» Task: Leave out all pictures. Extract exactly the lines from the one containing "If you could indicate the ocean" through the end of the data.
━━━━━━━━━━━━━━━━━━━━━━━━━━━━━━
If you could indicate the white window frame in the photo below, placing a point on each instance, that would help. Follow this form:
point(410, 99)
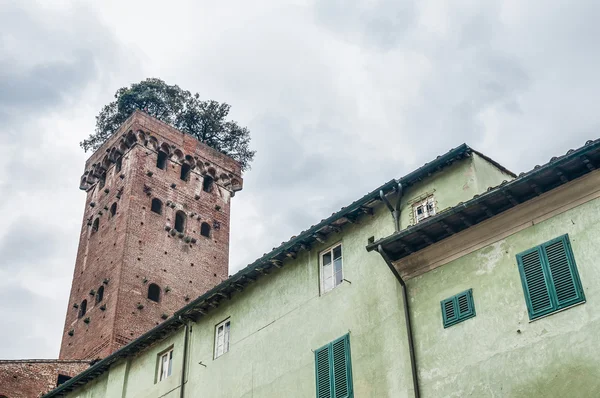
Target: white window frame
point(164, 367)
point(428, 206)
point(222, 337)
point(331, 276)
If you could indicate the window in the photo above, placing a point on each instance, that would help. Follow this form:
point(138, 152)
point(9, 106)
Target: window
point(458, 308)
point(180, 221)
point(549, 277)
point(59, 380)
point(185, 172)
point(331, 268)
point(96, 225)
point(334, 369)
point(100, 294)
point(156, 206)
point(154, 292)
point(222, 338)
point(102, 180)
point(424, 209)
point(82, 308)
point(165, 364)
point(161, 160)
point(207, 184)
point(205, 229)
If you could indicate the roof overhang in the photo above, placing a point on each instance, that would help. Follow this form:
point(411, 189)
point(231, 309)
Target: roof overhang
point(557, 172)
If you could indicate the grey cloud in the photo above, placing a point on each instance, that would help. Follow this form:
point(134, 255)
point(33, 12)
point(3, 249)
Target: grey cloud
point(29, 243)
point(382, 24)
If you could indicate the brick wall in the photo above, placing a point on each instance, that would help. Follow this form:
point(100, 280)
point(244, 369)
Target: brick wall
point(137, 247)
point(33, 378)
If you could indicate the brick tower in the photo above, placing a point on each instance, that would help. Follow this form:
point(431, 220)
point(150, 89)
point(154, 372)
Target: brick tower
point(155, 234)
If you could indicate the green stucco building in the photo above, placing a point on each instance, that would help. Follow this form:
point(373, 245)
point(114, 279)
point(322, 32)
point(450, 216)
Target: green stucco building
point(459, 279)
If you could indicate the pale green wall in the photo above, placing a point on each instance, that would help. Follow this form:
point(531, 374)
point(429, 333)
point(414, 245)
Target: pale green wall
point(499, 353)
point(459, 182)
point(278, 321)
point(487, 174)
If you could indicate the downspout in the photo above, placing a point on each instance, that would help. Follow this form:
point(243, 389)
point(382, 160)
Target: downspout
point(411, 345)
point(395, 210)
point(185, 352)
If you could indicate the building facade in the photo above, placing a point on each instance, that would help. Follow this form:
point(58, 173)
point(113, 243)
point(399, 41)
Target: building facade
point(459, 279)
point(155, 234)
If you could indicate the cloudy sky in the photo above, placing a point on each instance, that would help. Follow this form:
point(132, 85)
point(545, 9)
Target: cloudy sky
point(340, 96)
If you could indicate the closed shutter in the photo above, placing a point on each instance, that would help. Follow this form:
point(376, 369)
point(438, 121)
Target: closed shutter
point(341, 368)
point(323, 372)
point(449, 313)
point(563, 272)
point(464, 302)
point(458, 308)
point(549, 277)
point(334, 370)
point(535, 282)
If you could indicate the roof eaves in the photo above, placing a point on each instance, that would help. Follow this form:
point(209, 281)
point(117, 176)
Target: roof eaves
point(505, 186)
point(190, 310)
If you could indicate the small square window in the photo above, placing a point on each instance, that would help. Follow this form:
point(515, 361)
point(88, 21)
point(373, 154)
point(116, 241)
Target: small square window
point(165, 365)
point(424, 208)
point(458, 308)
point(222, 338)
point(332, 273)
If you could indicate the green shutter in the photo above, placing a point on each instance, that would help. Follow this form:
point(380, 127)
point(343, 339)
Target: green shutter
point(563, 272)
point(323, 372)
point(458, 308)
point(334, 370)
point(535, 282)
point(549, 277)
point(342, 373)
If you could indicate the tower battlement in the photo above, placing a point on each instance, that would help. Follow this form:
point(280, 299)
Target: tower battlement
point(155, 234)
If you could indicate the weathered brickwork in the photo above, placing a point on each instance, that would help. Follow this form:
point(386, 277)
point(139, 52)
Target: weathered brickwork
point(33, 377)
point(125, 252)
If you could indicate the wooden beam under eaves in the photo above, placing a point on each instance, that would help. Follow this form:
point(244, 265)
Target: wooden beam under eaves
point(319, 237)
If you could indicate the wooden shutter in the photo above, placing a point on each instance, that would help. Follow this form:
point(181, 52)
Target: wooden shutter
point(549, 277)
point(334, 370)
point(449, 312)
point(535, 282)
point(323, 371)
point(464, 304)
point(563, 272)
point(458, 308)
point(342, 385)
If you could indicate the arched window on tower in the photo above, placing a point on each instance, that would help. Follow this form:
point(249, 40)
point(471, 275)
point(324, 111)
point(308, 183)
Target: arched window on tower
point(156, 206)
point(161, 160)
point(100, 294)
point(82, 308)
point(207, 183)
point(180, 221)
point(154, 292)
point(96, 225)
point(185, 172)
point(205, 230)
point(102, 180)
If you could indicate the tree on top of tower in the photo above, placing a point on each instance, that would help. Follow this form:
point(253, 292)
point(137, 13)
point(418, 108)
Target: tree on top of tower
point(204, 120)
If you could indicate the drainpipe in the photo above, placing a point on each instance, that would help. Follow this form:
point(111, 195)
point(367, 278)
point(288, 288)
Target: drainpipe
point(185, 352)
point(411, 345)
point(395, 210)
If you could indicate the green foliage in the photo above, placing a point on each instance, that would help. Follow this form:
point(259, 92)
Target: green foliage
point(204, 120)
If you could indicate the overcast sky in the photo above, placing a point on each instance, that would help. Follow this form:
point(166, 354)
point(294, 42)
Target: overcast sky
point(340, 96)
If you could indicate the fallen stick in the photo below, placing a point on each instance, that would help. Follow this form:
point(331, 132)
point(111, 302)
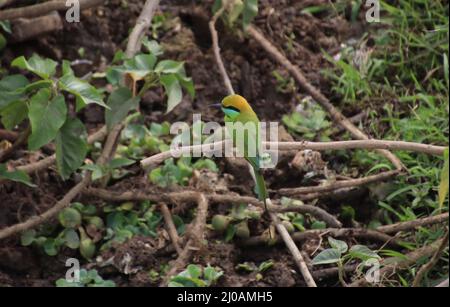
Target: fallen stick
point(338, 184)
point(318, 146)
point(44, 8)
point(195, 239)
point(394, 264)
point(359, 233)
point(190, 196)
point(295, 252)
point(171, 229)
point(430, 264)
point(402, 226)
point(335, 114)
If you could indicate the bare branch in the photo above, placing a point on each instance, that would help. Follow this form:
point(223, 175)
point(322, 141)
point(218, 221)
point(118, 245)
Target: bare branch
point(44, 8)
point(429, 265)
point(335, 114)
point(216, 48)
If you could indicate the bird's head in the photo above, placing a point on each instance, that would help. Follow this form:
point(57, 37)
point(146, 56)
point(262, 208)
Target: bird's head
point(234, 105)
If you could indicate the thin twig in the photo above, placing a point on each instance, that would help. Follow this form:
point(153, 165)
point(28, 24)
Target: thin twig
point(338, 184)
point(195, 239)
point(142, 24)
point(190, 196)
point(296, 254)
point(402, 226)
point(171, 229)
point(360, 233)
point(429, 265)
point(335, 114)
point(19, 142)
point(394, 264)
point(216, 48)
point(318, 146)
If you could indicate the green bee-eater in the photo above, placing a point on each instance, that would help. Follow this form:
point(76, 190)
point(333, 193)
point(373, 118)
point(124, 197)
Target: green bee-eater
point(246, 137)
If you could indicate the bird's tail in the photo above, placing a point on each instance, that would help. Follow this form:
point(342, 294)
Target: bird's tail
point(261, 187)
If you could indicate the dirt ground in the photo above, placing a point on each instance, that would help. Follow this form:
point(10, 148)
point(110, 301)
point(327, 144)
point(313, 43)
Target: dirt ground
point(104, 30)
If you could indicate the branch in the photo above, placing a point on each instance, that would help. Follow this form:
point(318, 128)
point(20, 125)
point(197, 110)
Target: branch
point(216, 48)
point(142, 24)
point(393, 264)
point(338, 184)
point(402, 226)
point(318, 146)
point(296, 254)
point(196, 237)
point(335, 114)
point(171, 229)
point(44, 8)
point(360, 233)
point(429, 265)
point(191, 196)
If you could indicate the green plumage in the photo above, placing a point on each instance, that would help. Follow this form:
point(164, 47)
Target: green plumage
point(237, 110)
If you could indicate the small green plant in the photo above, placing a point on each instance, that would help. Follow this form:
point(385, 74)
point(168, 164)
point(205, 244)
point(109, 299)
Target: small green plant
point(309, 122)
point(236, 223)
point(196, 276)
point(81, 229)
point(339, 254)
point(244, 10)
point(88, 278)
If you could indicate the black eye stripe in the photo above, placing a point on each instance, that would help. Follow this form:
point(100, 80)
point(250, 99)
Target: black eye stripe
point(233, 108)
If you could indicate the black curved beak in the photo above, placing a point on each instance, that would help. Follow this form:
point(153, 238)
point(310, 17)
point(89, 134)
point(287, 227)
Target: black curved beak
point(215, 105)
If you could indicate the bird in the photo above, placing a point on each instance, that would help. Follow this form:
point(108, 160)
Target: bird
point(238, 110)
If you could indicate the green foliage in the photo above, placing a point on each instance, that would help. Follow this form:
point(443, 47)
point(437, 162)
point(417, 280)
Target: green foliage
point(309, 122)
point(178, 173)
point(196, 276)
point(145, 66)
point(339, 253)
point(246, 10)
point(88, 278)
point(15, 175)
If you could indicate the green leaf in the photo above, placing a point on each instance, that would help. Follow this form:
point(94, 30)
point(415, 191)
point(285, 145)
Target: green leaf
point(250, 12)
point(8, 87)
point(16, 175)
point(51, 247)
point(341, 246)
point(71, 147)
point(14, 114)
point(327, 256)
point(5, 26)
point(47, 116)
point(169, 67)
point(140, 66)
point(85, 93)
point(173, 91)
point(27, 237)
point(120, 102)
point(362, 252)
point(443, 185)
point(3, 42)
point(44, 68)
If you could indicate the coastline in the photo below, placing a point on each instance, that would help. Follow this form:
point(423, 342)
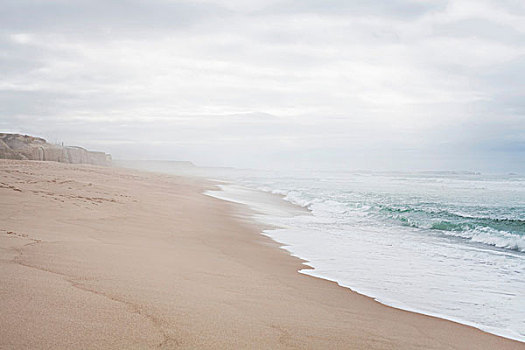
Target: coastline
point(115, 258)
point(264, 213)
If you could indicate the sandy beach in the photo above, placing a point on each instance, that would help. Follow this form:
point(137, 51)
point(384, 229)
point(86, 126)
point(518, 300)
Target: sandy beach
point(109, 258)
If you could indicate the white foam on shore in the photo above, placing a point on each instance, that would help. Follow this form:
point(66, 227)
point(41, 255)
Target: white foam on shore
point(327, 252)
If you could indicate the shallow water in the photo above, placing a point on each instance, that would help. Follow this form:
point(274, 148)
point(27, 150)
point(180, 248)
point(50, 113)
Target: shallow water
point(450, 245)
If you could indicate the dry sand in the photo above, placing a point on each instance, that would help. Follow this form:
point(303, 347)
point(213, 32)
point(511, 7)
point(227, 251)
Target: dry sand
point(111, 258)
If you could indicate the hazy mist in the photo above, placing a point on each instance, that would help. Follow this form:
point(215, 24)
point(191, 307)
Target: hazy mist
point(384, 85)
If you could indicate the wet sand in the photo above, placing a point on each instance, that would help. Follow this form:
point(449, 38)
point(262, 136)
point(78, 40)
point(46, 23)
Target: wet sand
point(107, 258)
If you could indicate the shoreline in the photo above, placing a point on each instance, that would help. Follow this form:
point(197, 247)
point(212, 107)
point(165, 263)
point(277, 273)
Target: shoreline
point(310, 270)
point(116, 258)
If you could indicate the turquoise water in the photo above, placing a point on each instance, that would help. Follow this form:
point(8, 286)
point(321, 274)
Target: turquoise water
point(444, 244)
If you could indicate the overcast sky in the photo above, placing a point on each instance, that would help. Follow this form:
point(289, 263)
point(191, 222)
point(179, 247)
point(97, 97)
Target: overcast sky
point(386, 84)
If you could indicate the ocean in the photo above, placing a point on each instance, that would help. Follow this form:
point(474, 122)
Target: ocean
point(446, 244)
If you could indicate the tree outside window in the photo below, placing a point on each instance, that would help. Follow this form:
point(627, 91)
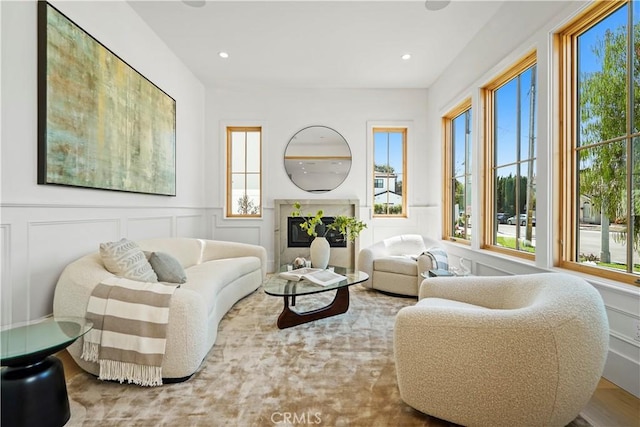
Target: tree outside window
point(244, 176)
point(389, 152)
point(605, 149)
point(458, 169)
point(511, 106)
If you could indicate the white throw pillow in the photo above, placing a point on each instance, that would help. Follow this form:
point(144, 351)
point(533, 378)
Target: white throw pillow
point(124, 258)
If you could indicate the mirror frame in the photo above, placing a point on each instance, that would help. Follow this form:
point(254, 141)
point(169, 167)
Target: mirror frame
point(316, 162)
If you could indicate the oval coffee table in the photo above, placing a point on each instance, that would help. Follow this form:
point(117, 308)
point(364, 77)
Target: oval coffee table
point(289, 290)
point(34, 390)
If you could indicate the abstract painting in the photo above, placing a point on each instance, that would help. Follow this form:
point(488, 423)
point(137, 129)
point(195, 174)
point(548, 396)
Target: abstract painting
point(101, 124)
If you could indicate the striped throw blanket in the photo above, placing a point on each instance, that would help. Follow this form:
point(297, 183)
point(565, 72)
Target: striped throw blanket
point(129, 330)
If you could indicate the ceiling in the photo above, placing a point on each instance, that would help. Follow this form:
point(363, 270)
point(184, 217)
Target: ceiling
point(316, 44)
━━━━━━━━━━━━━━━━━━━━━━━━━━━━━━
» Correct output:
If you could indicate the ocean in the photo above, placing a point on each instance, that would help. Follow this form:
point(474, 122)
Target: ocean
point(446, 244)
If you could indicate the tree outside window in the photo below, placing a point on each instance, that would help. Follow this form:
point(627, 91)
Target: tree outside window
point(244, 176)
point(389, 152)
point(605, 149)
point(458, 169)
point(511, 106)
If you could indicate the white throw pillow in the photo above, placing a point on each instance, that would help. Follow this form:
point(144, 351)
point(533, 378)
Target: white throw pillow
point(124, 258)
If you could indicate the mirror frame in the photo above, placing a point on each instance, that would help. Follow this form:
point(254, 141)
point(169, 167)
Target: mirror frame
point(316, 162)
If you could indicate the oval coffee table in the photo above, placing a point on each instance, that would help. Follow this form:
point(117, 308)
point(364, 77)
Target: oval coffee table
point(289, 290)
point(34, 390)
If you could indicate the abstract painting in the photo above, placing a point on each instance, that would help. Follow this form:
point(488, 423)
point(137, 129)
point(195, 174)
point(548, 396)
Target: abstract painting
point(101, 124)
If you could indicate the striped throw blanket in the photo above, placing a point on each instance, that would help. Follow this form:
point(297, 183)
point(565, 72)
Target: striped throw blanket
point(129, 330)
If you could indicate the ceiling in the photo above, placing a point on each instance, that would help. Follow this form:
point(363, 270)
point(184, 217)
Target: ceiling
point(316, 44)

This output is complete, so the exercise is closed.